[Page]:
I recently was on a panel for NAPL at their M&A Workshop and was asked the question, “What are the obstacles that you see today when a print owner is acquiring another print shop?” A majority of my consulting time is spent helping print owners buy or sell their shops, so I will share my experiences with some of the obstacles and offer ideas on how to overcome them.
Here are the major obstacles that I encounter.
Most sellers feel their business is worth more than a willing buyer will pay for it. After all, the seller has years invested in their business and it’s hard to swallow that their business is not worth what it may have been worth before the recession. Since most printing businesses are purchased as a tuck-in (the buyer is essentially buying their book of customers, hiring selected employees, and perhaps purchasing some of their equipment), traditional valuation methods may not be relevant. The best way to overcome this obstacle is to get a formal valuation done or hire a professional to act as an intermediary.
Too Much Debt
Unfortunately, many printers survived the recession by borrowing against their credit lines and some made major equipment purchases when money was easy to borrow just before the recession. Some have leases in which the amount owed is more than the equipment value. One way to overcome this obstacle is for the buyer to assume the debt or renegotiate the lease with the financing company. If the buyer is strong financially, banks and financial leasing companies will reassign the debt and, in many cases, reduce it.
Landlords are usually willing to break the lease if they are convinced that the selling printer will have a problem continuing to pay the rent for the remaining term. Give the landlord notice that a sale is impending and negotiate a settlement, which may be mean only having to pay two or three months’ rent. If the seller owns the property, it could be an opportunity to sell the building or lease it out to another business that can pay the proper rent.
Most buyers do not want all the equipment, plus the seller thinks the equipment is worth a lot. Today there is a glut of equipment (especially offset presses and platemakers). In most cases, buyers only want a few select pieces of equipment. One way to overcome this obstacle is for the buyer to purchase all of the equipment and then immediately liquidate via an auction after the closing, keeping only what they want. There are auction companies that will value the equipment and even guarantee a minimum dollar value.
High Concentration of Sales in a Few Customers
The seller may not see this as a risk, as they may have operated that way for many years. Buyers get nervous if the loss of one of the top customers could mean significant erosion in the sales they are purchasing. Overcome this obstacle by paying for the deal based on sales that are retained. It’s almost the rule today that at least part of the purchase price is based on paying commissions or royalties for retained sales.

[Entries]:
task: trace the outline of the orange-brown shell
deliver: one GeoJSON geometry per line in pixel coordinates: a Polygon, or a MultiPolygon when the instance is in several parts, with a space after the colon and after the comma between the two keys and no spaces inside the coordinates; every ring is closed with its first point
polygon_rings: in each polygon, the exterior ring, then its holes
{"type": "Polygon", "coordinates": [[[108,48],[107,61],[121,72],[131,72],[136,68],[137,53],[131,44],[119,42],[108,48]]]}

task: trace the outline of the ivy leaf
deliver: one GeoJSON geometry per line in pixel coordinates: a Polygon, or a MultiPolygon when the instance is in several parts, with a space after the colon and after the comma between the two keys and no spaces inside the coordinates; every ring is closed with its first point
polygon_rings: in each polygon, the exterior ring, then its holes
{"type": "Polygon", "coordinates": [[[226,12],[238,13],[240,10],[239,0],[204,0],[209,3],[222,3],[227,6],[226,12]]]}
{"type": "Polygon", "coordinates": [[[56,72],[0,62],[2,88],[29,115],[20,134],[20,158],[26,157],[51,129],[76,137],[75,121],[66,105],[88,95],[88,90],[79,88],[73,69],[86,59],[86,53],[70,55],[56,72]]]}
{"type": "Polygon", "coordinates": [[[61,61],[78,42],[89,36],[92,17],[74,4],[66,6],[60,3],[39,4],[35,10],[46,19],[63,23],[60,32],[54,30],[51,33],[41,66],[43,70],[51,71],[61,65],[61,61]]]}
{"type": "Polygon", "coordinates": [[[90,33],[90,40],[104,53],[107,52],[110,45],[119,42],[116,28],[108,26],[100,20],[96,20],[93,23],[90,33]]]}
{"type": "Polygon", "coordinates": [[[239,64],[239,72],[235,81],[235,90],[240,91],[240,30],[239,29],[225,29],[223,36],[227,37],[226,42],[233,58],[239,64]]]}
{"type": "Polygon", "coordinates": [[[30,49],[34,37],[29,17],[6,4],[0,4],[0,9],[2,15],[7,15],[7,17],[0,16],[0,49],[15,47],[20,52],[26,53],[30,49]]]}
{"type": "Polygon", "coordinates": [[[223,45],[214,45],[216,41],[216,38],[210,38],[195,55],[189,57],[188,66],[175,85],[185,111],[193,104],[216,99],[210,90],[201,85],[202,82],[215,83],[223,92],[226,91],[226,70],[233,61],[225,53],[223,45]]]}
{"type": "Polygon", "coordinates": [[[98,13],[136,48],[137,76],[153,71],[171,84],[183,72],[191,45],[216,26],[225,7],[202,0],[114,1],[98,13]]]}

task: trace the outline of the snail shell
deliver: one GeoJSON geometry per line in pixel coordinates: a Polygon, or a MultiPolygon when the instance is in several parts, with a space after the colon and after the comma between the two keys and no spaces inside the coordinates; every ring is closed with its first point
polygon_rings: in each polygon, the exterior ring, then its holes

[Direction A]:
Using the article on print shop acquisitions, decide whether each statement agrees with it. Answer yes or no and quote the words that decide it.
(i) Most of the author's consulting time goes to helping print owners buy or sell their shops.
(ii) Buyers usually want every piece of the seller's equipment.
(iii) Landlords rarely agree to break a lease.
[Direction B]:
Answer these questions from the article on print shop acquisitions.
(i) At which event was the author on a panel?
(ii) Which kinds of equipment does the article name as being in a glut?
(iii) Besides valuing equipment, what can some auction companies do?
[Direction C]:
Continue the article on print shop acquisitions from its final sentence.

[Reply A]:
(i) Yes: "A majority of my consulting time is spent helping print owners buy or sell their shops"
(ii) No: "Most buyers do not want all the equipment"
(iii) No: "Landlords are usually willing to break the lease if they are convinced that the selling printer will have a problem continuing to pay the rent for the remaining term"

[Reply B]:
(i) NAPL's M&A Workshop
(ii) Offset presses and platemakers
(iii) Guarantee a minimum dollar value

[Reply C]:
Outside Salesperson May Leave
Many times the seller has a salesperson or two who are responsible for a high portion of the company’s sales. Buyers fear that when the business is purchased, one or more of the salespeople will leave and go with a competitor or broker the work on their own. One way to overcome this obstacle is to require, as part of the deal, that the salespeople sign a non-compete with the purchasers before the closing. Or offer a bonus at the end of year one, and perhaps even subsequent years, if they stay on and hit sales goals.
Usually, this is not as big a deal as buyers may think. Most jobs are not repeated, and unless the seller is underpriced the buyer can either continue to honor the old prices for a period of time or raise them gradually. Buyers may also take a position that they know they will lose some business due to price and consider that loss in the way the deal is put together.
Selling Owner Wants to Stay
This can be very tricky, especially if they want to be in sales and be paid commissions. The buyer cannot pay a full commission plus pay the selling owner for the accounts. You can overcome this obstacle by paying a small commission on their existing clients and a much higher one on new business or on growth of those accounts.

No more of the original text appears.